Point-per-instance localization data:
------------------------------------------------

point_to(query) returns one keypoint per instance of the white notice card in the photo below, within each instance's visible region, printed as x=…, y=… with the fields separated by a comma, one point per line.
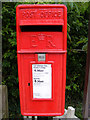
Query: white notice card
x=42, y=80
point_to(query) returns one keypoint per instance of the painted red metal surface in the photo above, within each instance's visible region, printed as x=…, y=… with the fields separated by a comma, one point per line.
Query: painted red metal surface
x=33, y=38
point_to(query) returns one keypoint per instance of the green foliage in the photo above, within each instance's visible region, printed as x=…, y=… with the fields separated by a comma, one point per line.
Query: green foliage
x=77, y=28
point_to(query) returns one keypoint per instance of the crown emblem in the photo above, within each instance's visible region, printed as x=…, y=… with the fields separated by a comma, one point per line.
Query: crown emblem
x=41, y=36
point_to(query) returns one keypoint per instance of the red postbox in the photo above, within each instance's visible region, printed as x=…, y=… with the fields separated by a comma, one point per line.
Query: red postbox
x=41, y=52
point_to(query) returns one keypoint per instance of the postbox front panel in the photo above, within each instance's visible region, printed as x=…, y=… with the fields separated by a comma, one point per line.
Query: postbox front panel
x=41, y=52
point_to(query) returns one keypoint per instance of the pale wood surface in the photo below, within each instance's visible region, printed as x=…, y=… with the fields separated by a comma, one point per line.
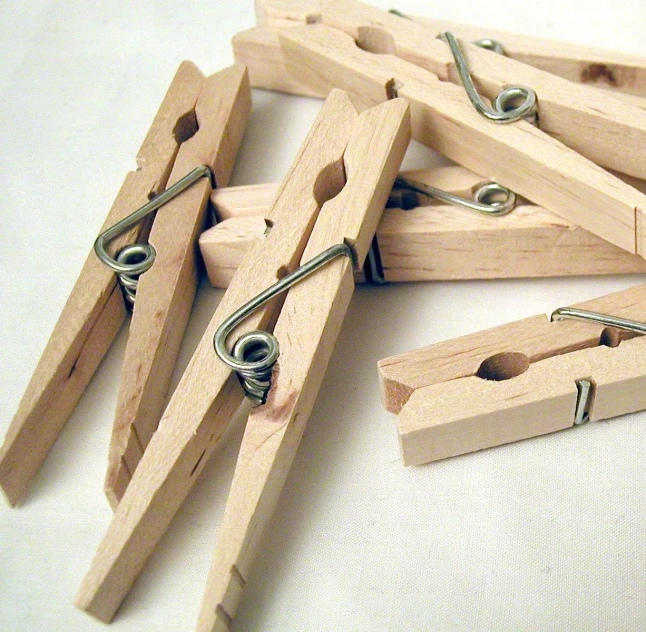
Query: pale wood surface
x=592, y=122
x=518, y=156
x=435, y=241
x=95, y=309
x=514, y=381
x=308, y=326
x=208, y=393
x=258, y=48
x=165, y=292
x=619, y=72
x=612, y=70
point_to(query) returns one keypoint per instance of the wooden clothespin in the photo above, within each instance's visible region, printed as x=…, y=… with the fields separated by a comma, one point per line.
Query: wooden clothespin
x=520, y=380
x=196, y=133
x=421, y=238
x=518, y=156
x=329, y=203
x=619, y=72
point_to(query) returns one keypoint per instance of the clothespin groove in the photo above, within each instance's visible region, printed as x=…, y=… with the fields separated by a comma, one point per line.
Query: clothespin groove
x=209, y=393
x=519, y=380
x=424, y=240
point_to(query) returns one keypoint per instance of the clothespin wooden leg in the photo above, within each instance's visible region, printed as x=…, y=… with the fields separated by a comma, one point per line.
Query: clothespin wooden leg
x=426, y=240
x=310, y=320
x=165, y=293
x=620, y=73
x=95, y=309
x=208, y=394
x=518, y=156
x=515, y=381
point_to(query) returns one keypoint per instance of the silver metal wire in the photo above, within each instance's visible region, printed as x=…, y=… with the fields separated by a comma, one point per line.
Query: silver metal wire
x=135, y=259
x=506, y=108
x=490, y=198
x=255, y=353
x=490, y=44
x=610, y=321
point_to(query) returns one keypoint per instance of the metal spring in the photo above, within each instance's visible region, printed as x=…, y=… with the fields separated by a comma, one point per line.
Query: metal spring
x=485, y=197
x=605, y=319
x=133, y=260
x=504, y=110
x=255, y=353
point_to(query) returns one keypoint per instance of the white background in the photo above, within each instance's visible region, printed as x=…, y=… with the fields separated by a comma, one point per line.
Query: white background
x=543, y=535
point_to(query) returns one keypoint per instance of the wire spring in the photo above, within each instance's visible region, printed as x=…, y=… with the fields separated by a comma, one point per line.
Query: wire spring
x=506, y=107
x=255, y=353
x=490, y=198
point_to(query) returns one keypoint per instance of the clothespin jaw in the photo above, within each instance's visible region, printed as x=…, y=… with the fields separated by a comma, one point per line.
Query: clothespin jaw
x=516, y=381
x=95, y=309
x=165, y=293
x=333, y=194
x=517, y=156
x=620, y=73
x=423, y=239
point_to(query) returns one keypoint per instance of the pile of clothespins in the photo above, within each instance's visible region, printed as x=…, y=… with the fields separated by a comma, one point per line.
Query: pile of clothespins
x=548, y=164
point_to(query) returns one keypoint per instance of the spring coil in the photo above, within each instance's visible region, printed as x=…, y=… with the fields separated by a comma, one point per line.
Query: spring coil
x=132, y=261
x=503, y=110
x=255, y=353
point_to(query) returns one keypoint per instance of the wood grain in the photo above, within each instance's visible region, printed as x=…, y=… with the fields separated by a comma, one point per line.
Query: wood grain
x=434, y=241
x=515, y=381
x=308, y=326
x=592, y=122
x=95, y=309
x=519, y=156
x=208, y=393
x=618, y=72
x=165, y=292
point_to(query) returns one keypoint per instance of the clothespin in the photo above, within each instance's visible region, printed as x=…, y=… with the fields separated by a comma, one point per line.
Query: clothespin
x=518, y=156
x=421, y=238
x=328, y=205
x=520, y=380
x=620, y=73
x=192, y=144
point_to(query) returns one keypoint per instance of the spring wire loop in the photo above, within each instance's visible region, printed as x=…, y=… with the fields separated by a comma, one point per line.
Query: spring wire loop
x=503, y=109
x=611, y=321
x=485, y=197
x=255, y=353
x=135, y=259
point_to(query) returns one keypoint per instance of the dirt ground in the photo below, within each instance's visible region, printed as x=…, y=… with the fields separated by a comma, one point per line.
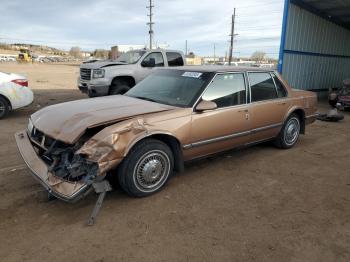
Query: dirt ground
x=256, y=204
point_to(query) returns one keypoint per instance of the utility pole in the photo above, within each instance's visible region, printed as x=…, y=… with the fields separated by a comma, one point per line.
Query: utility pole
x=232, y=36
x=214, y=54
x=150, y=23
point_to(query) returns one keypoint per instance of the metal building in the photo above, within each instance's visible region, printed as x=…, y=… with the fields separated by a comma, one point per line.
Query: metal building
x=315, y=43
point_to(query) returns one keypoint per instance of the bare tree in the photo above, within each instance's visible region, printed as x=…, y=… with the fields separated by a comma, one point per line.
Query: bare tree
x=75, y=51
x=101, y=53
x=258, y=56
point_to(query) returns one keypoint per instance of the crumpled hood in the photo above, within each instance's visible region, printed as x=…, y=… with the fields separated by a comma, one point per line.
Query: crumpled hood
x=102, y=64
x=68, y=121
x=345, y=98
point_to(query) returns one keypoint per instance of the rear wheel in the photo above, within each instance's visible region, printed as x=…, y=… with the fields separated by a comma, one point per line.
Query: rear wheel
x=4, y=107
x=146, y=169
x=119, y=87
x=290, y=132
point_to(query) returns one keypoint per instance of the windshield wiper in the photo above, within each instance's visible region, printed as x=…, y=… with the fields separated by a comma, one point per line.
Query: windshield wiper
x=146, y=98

------------------------------------------------

**Aim of the task**. Transcribe the complete set of entries verbatim. No pictures belong in the copy.

**Task solution**.
point_to(query) returns one keypoint per instance of the white notice card in the photo below, within each instance's visible region, printed as x=…, y=… with the fields separated by a comma, one point per line.
Query: white notice card
x=42, y=80
point_to(query) returns one keypoint per instance of the painted red metal surface in the photo above, within each instance's visible region, printed as x=…, y=… with the fields separated by a comma, one point per line.
Query: painted red metal surface
x=33, y=38
point_to(query) returns one keypoint per instance of the green foliage in the photo above, within each instance's visible region, printed as x=…, y=… with the fields separated by a comma, one point per line.
Query: green foliage
x=77, y=28
point_to(query) returns one keypoint per instance of the crown emblem in the photo above, within each instance's visible region, printed as x=…, y=… with the fields separated by a comma, one point per line.
Query: crown emblem
x=41, y=36
point_to(query) returns one keypoint per instance of the red postbox in the photo above, within each instance's visible region, printed as x=…, y=… with the fields separated by a comma, one point per line.
Query: red postbox
x=41, y=52
point_to(query) returns one keypoint per instance of the postbox front panel in the photo above, within each instance's visible region, printed as x=…, y=… with the fields separated by a comma, one point per line.
Query: postbox front panel
x=41, y=52
point_to(query) returns one keypoint per instance of the pale wood surface in the photo below, within each instance's visible region, printed as x=…, y=… with the fields separated by a comma, one point per line.
Query: pale wood surface
x=592, y=122
x=518, y=156
x=435, y=241
x=95, y=309
x=514, y=381
x=308, y=326
x=208, y=393
x=258, y=48
x=165, y=292
x=619, y=72
x=612, y=70
point_to(query) returns one keypoint per instance of the wooden clothespin in the photo above, within each instance's visible region, printed as x=…, y=… with the fields separated by a comma, one point per line.
Query: wooden clothespin
x=520, y=380
x=196, y=133
x=421, y=238
x=518, y=156
x=329, y=203
x=619, y=72
point_to(query) returns one keypoint per instance of the clothespin groove in the photo above, within each instance's visible region, printed as x=…, y=… with the fields separated by a comma, one point per line.
Query: clothespin groove
x=209, y=393
x=519, y=380
x=424, y=240
point_to(query) returns one keypoint per instance of the clothespin wooden leg in the photo above, within each instance's visible region, printed as x=…, y=… with the fields separated by a comma, one point per line.
Query: clothespin wooden leg
x=426, y=240
x=310, y=320
x=165, y=293
x=620, y=73
x=95, y=309
x=208, y=394
x=518, y=156
x=515, y=381
point_to(query) returns one keypoint per instance of the silver metal wire in the photo above, within each instance's visible region, printed as x=…, y=… with the fields separated by a comma, one point per line.
Query: silver metal wire
x=135, y=259
x=506, y=108
x=490, y=198
x=255, y=353
x=490, y=44
x=610, y=321
point_to(query) returns one keypoint per instance of the metal spring in the photo above, within each instance's visible region, printed as x=…, y=… with the fields separated by a comma, one point per line.
Query: metal spring
x=485, y=197
x=605, y=319
x=133, y=260
x=504, y=110
x=255, y=353
point_to(query) returns one keypoint per instance of the white background in the photo above, within each instance's visible region, printed as x=…, y=… with the fields separated by a comma, one point per line.
Query: white background
x=543, y=535
point_to(query) returns one keypoint per instance of the wire spring in the photo above, within each instance's visible region, printed as x=…, y=… with the fields separated by a comma, one point per line.
Query: wire spring
x=506, y=107
x=255, y=353
x=490, y=198
point_to(query) returns one keypoint per instance of the clothespin jaw in the photo above, within each instance's visible region, printed as x=…, y=… with the fields separated by a comma, one point per line.
Query: clothespin jaw
x=516, y=381
x=95, y=309
x=165, y=293
x=333, y=194
x=517, y=156
x=620, y=73
x=423, y=239
point_to(query) returns one keypoint per instance of the pile of clothespins in the photo above, within each instance's visible region, printed as x=…, y=… with the fields separated by a comma, one point per line.
Query: pile of clothespins
x=548, y=164
point_to(query) returns one keypoint per instance of the spring coil in the photo above, within each instance's visible region, printed as x=…, y=… with the fields separated by a comma, one point per line.
Query: spring coil
x=132, y=261
x=503, y=110
x=255, y=353
point_to(query) returns one keypoint per instance of the wood grain in the photo above, within each instance's visible region, printed as x=…, y=… with the fields separated by a comma, one point per line.
Query: wood grain
x=434, y=241
x=515, y=381
x=308, y=326
x=592, y=122
x=95, y=309
x=519, y=156
x=208, y=393
x=618, y=72
x=165, y=292
point_to(query) returns one keypoint per instance of the clothespin in the photo above, within each instance's visible region, printed as x=…, y=… with the fields separated by a comma, one point per line.
Query: clothespin
x=518, y=156
x=421, y=238
x=328, y=205
x=520, y=380
x=620, y=73
x=192, y=144
point_to(query) returns one keypoint per instance of the spring wire loop in the photo above, within each instance's visible region, printed as x=…, y=… with the fields separated by a comma, one point per line.
Query: spring wire loop
x=503, y=109
x=611, y=321
x=485, y=197
x=255, y=353
x=135, y=259
point_to(query) returns one keypoint per instance of the dirt ground in the photo below, within each instance's visible region, printed as x=…, y=… with the fields separated by a comma, one point per line.
Query: dirt ground
x=256, y=204
point_to(query) returns one keypoint per instance of the utility pole in the photo above, within each instance's visible region, printed as x=…, y=… with the fields separated by a comma, one point per line.
Query: utility pole
x=232, y=36
x=214, y=54
x=150, y=23
point_to(query) returns one keypoint per instance of the metal building in the photo above, within each instance's visible region, printed as x=…, y=… with the fields separated by a comma, one point per line.
Query: metal building
x=315, y=43
point_to(query) returns one keypoint per instance of the bare tree in the photo above, within each instance's visible region, printed as x=…, y=… with the fields separated by a comma, one point per line.
Query: bare tree
x=75, y=51
x=101, y=53
x=258, y=56
point_to(query) returns one keypoint per instance of the crumpled hood in the photo above, within each instance's visible region, printed as x=…, y=… with the fields separated by a comma, one point per line.
Query: crumpled hood
x=102, y=64
x=68, y=121
x=345, y=98
point_to(query) returns one keypoint per instance of the rear wheel in the photo above, within each instance's visible region, printed as x=…, y=… with the fields separated by a comma, one point per line.
Query: rear wheel
x=4, y=107
x=146, y=169
x=119, y=87
x=290, y=132
point_to(query) returns one keypoint per instance of the windshield wiper in the photo above, within each instance's visible region, printed as x=…, y=… with the fields separated by a comma, one point per line.
Query: windshield wiper
x=146, y=98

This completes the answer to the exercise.